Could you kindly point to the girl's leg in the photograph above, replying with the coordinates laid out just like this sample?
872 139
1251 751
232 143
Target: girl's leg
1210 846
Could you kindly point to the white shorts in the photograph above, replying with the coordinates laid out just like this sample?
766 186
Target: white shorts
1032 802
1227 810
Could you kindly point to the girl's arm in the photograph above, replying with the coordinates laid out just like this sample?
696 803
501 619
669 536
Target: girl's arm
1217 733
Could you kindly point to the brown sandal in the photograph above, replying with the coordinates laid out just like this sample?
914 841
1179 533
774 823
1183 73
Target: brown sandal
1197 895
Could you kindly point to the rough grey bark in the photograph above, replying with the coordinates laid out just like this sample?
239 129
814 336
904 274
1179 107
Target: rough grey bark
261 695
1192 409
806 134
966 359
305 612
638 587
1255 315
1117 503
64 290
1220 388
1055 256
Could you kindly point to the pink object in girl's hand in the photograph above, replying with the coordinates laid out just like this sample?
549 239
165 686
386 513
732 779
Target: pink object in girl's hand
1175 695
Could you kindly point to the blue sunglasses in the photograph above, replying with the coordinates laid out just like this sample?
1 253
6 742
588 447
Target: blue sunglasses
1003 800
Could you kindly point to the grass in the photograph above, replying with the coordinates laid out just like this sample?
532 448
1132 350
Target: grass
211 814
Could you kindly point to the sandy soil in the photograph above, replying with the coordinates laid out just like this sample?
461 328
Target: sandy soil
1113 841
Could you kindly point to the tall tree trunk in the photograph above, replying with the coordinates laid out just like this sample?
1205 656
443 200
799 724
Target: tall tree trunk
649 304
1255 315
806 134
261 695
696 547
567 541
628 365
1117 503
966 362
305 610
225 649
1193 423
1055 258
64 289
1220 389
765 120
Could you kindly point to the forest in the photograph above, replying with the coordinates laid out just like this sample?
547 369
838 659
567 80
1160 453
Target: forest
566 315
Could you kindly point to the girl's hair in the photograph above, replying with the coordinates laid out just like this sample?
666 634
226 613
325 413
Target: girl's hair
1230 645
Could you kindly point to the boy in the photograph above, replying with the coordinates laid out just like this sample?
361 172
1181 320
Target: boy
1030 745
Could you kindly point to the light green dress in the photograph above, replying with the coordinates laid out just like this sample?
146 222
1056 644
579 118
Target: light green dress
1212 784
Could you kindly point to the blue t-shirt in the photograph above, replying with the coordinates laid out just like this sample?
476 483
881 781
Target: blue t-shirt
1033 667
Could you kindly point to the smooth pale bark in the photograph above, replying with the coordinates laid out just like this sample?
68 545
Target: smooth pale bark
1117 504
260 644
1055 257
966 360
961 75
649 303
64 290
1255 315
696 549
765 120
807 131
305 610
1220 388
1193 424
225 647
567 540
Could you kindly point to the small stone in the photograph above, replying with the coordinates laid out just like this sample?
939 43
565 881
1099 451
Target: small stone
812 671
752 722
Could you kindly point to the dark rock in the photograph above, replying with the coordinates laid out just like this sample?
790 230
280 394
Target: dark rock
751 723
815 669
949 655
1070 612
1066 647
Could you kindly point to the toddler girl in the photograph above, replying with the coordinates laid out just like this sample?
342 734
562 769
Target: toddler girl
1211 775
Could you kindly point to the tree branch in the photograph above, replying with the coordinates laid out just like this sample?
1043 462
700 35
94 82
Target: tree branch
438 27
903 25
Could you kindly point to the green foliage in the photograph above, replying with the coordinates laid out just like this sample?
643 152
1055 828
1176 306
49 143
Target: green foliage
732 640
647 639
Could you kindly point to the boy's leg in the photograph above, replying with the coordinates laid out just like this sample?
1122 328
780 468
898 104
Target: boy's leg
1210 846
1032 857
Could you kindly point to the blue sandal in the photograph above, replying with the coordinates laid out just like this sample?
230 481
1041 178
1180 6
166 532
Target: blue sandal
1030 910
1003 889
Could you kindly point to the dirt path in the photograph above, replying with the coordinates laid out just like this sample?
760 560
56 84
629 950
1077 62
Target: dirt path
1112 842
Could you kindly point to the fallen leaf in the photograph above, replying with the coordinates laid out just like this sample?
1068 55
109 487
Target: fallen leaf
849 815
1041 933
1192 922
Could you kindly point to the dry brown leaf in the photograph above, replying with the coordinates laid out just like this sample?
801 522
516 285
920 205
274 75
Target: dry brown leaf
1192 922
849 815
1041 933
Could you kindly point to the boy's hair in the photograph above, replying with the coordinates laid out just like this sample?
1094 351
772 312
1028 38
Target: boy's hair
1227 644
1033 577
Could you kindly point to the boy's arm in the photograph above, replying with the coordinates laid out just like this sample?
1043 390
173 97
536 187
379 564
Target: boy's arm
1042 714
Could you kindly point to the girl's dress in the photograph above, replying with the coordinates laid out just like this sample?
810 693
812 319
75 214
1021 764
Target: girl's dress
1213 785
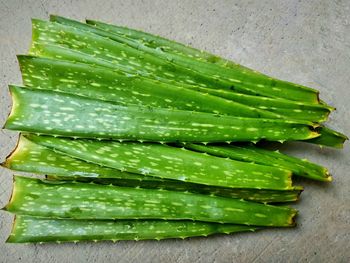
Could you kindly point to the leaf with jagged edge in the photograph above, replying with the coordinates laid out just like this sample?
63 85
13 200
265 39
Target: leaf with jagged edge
109 85
167 162
258 155
29 229
34 158
56 113
169 46
233 77
136 59
74 200
104 84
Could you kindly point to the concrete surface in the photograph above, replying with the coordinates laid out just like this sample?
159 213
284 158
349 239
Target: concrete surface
301 41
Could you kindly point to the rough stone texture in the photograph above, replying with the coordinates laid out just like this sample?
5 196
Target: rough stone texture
302 41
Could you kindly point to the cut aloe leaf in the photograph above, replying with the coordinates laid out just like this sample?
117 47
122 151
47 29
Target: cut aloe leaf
135 58
170 163
100 83
34 158
255 195
258 155
56 113
169 46
233 77
92 201
29 229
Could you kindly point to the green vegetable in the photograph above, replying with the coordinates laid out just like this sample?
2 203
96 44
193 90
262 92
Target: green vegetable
92 201
169 46
282 107
232 78
258 155
56 113
170 163
34 158
104 84
28 229
255 195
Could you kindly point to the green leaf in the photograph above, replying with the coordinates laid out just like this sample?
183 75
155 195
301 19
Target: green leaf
56 113
253 154
28 229
171 163
92 201
34 158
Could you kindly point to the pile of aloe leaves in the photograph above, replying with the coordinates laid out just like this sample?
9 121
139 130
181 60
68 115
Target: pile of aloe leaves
133 136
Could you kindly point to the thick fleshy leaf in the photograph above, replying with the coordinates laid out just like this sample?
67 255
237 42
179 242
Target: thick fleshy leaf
253 154
28 229
104 84
171 68
34 158
171 163
56 113
92 201
232 78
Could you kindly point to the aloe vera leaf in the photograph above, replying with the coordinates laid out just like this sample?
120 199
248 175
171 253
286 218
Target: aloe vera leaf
300 167
55 113
329 138
34 158
255 195
119 55
76 78
280 106
168 162
92 201
230 76
28 229
169 46
136 59
101 83
58 75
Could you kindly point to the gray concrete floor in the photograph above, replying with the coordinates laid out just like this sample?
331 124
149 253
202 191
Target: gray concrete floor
302 41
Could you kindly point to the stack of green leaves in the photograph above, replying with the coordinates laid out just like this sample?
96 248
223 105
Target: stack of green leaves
137 137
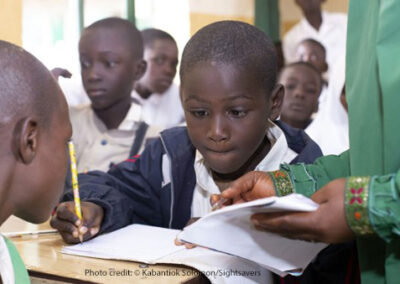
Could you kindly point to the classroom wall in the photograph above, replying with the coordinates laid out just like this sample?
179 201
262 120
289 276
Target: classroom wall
291 14
203 12
11 21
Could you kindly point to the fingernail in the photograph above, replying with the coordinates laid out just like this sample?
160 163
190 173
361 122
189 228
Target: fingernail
83 229
94 231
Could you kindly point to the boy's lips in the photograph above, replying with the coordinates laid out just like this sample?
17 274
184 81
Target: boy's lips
296 106
96 92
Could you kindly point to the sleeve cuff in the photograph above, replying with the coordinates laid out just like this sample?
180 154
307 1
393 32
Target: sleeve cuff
356 204
282 182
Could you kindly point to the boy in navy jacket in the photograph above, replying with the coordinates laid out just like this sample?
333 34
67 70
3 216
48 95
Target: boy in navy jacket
230 98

# PROBLEM DETAILS
Starting at the line containing "Could you kindly point to the aloe" and ending at the last line of the listing, write those lines out again with "photograph" swapped for "image" and nothing else changed. Leave the pictures out.

# RIGHT ANSWER
Could you kindly point to the aloe vera leaf in the image above, replying with the coordinates laid out just like this sample?
120 199
248 175
171 253
286 218
Target: aloe vera leaf
300 167
55 113
329 138
34 158
255 195
119 55
76 78
280 106
168 162
92 201
230 76
28 229
169 46
136 59
101 83
58 75
Could you kindly point to the gray concrete floor in the image above, replying with the coordinates laid out just like this sample?
331 124
149 253
202 191
Target: gray concrete floor
302 41
Could you kindly point to the stack of green leaves in the image above, replying with the coordinates laid out just like this sample?
96 248
223 105
Target: stack of green leaves
137 137
Could you kindly point to the classroom wall in the image above, replying with the coordinates laid out just like this sample?
179 201
262 120
289 276
Target: classroom wall
291 14
203 12
11 21
Could you kindly point to the fingernail in the image above, replying with the coordinates laid out just like this sample?
160 163
190 173
361 122
189 228
Target: fingernail
83 229
94 231
Could you kindly point to the boy's lips in the image above, replying with the coordinates laid out just like this sample?
17 274
184 81
Target: boy's lips
296 106
96 92
Could you kindly point to the sleeve cuff in the image above, replying with the coordinates laid out just like this sample?
180 154
307 1
393 32
Target: sleeve cuff
356 204
282 182
Could you kindly point to the boy in navy jacket in the image above, replying with the coordinates laid out just like this sample?
333 34
67 70
3 216
48 95
Target: boy in navy jacket
230 98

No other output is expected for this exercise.